(Stored data entries)
= = = =

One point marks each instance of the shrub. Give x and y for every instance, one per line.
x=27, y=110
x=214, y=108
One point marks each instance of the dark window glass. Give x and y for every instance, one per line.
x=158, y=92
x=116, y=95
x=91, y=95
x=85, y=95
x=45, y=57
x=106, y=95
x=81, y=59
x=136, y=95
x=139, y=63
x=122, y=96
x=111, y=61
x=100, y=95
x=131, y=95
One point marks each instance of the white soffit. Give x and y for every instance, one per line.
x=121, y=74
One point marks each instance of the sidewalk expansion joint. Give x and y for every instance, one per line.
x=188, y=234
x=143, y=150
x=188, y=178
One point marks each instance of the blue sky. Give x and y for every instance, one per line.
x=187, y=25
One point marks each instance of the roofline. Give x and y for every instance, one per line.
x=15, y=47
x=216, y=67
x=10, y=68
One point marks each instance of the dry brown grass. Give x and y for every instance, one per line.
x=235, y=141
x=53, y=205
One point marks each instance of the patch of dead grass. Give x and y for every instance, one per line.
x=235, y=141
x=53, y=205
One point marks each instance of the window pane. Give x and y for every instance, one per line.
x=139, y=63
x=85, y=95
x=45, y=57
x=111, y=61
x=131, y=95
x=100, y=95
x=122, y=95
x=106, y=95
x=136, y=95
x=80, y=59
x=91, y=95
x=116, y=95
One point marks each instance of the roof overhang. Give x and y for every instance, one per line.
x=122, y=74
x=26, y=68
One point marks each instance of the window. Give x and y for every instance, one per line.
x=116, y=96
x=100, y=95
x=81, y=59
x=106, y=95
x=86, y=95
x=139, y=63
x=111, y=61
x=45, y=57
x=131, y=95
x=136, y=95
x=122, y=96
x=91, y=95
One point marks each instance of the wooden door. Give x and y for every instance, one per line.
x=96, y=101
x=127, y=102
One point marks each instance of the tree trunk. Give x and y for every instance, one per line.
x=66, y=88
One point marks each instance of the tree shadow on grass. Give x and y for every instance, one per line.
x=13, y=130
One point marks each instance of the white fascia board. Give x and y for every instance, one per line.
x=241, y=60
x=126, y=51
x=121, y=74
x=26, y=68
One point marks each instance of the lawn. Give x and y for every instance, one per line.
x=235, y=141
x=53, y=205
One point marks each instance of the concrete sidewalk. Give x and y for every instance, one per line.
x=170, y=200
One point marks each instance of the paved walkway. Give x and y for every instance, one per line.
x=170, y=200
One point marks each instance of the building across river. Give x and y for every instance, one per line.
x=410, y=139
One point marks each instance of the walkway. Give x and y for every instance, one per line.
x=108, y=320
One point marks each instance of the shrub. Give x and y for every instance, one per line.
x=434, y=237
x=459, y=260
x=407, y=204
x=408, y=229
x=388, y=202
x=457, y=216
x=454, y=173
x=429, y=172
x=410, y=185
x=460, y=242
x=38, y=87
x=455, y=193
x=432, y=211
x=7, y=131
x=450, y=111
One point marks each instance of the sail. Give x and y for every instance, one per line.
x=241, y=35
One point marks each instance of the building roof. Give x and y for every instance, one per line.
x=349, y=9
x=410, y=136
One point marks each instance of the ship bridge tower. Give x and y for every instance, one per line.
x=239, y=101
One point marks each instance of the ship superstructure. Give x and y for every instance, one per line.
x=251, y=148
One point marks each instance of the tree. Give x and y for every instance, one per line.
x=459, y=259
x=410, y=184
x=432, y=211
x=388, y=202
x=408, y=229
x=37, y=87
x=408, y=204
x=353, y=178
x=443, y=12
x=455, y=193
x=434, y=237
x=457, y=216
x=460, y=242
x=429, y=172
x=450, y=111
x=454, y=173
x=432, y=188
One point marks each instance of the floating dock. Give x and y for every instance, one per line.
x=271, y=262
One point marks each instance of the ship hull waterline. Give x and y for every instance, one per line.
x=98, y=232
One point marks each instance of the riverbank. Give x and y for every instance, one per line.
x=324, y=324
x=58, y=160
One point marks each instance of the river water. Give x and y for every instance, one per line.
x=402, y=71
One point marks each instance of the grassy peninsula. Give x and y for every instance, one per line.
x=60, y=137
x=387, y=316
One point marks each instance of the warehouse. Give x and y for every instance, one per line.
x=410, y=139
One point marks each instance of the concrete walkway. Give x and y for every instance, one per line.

= = = =

Task to complete:
Reproduce, exactly, all the lines shown above.

Solution:
One point marks each instance of the shrub. Give x and y for every instance, one per line.
x=27, y=110
x=214, y=108
One point marks each instance of the dark window glass. Give x and y for every instance, one per line.
x=158, y=92
x=116, y=95
x=91, y=95
x=85, y=95
x=45, y=57
x=106, y=95
x=81, y=59
x=136, y=95
x=139, y=63
x=122, y=96
x=111, y=61
x=100, y=95
x=131, y=95
One point marks each instance of the white soffit. Give x and y for every instance, one per line.
x=121, y=74
One point marks each instance of the sidewalk expansion joint. Give x and y for every instance, one per line.
x=188, y=234
x=143, y=150
x=188, y=178
One point marks each instance of the blue sky. Give x and y for every instance, one per line.
x=187, y=25
One point marks each instance of the roofline. Give x and y for every instance, one per line.
x=15, y=47
x=216, y=67
x=10, y=68
One point marks each instance of the dry brown grass. Give x and y for every instance, one per line.
x=235, y=141
x=53, y=205
One point marks each instance of the patch of dead grass. Give x and y for every instance, one per line.
x=235, y=141
x=53, y=205
One point marks each instance of the window pane. Give x and y for every instance, one per line.
x=139, y=63
x=85, y=95
x=45, y=57
x=111, y=61
x=131, y=95
x=100, y=95
x=122, y=95
x=106, y=95
x=136, y=95
x=80, y=59
x=91, y=95
x=116, y=95
One point marks each instance of the roof overhang. Give x and y for every instance, one per line.
x=122, y=74
x=26, y=68
One point marks each instance of the window. Give x and y for every instance, one per line.
x=116, y=96
x=100, y=95
x=81, y=59
x=106, y=95
x=86, y=95
x=139, y=63
x=111, y=61
x=45, y=57
x=131, y=95
x=136, y=95
x=122, y=96
x=91, y=95
One point marks each instance of the wooden door. Give x and y for every instance, one per line.
x=96, y=101
x=127, y=102
One point marks each instance of the tree trunk. Give x and y for every instance, one per line.
x=66, y=88
One point marks each instance of the tree shadow on grass. Give x and y for every instance, one per line.
x=13, y=130
One point marks each instance of the white fascia board. Give x and y for every instance, one per line.
x=241, y=60
x=126, y=51
x=121, y=74
x=26, y=68
One point marks each instance of the lawn. Give x and y for every instance, one per line.
x=235, y=141
x=53, y=205
One point marks each instance of the concrete sidewalk. Give x and y for every instance, one per line.
x=170, y=200
One point marks each instance of the paved walkway. Give x and y for every instance, one per line.
x=170, y=200
One point marks each instance of the building across river. Give x and y for every instance, one per line.
x=410, y=139
One point marks each instance of the walkway. Give x and y for every instance, one per line.
x=108, y=320
One point marks each instance of the shrub. Give x and y for every instance, one per line.
x=434, y=237
x=459, y=260
x=407, y=204
x=408, y=229
x=388, y=202
x=457, y=216
x=454, y=173
x=429, y=172
x=410, y=185
x=460, y=242
x=38, y=87
x=455, y=193
x=432, y=211
x=7, y=131
x=450, y=111
One point marks each instance of the sail. Give x and y for every instance, one per line.
x=241, y=35
One point marks each instance of the building roof. Give x and y for every instance, one per line.
x=349, y=9
x=410, y=136
One point marks each instance of the ship bridge tower. Give x and y for every instance, one per line.
x=239, y=101
One point marks each instance of the ship superstructure. Give x and y for every instance, one per line.
x=251, y=148
One point marks each instance of the tree. Give x and y for every instance, one per line.
x=459, y=259
x=410, y=184
x=432, y=211
x=388, y=202
x=408, y=229
x=37, y=87
x=408, y=204
x=353, y=178
x=443, y=12
x=455, y=193
x=434, y=237
x=457, y=216
x=460, y=242
x=429, y=172
x=450, y=111
x=454, y=173
x=432, y=188
One point marks each instance of the floating dock. Give x and y for every instance, one per line.
x=271, y=262
One point marks each instance of the ship hull waterline. Give x and y for every instance, one per line.
x=98, y=232
One point marks each instance of the riverbank. Give x and y for every instance, one per line.
x=324, y=324
x=58, y=160
One point marks each instance of the river water. Give x and y for every instance, one per line.
x=402, y=71
One point marks each instance of the grassy peninsula. Give x and y for every instance, one per line.
x=60, y=137
x=387, y=316
One point marks each instance of the warehouse. Give x and y for every instance, one per line.
x=410, y=139
One point marks each instance of the concrete walkway. Give x and y for every instance, one per line.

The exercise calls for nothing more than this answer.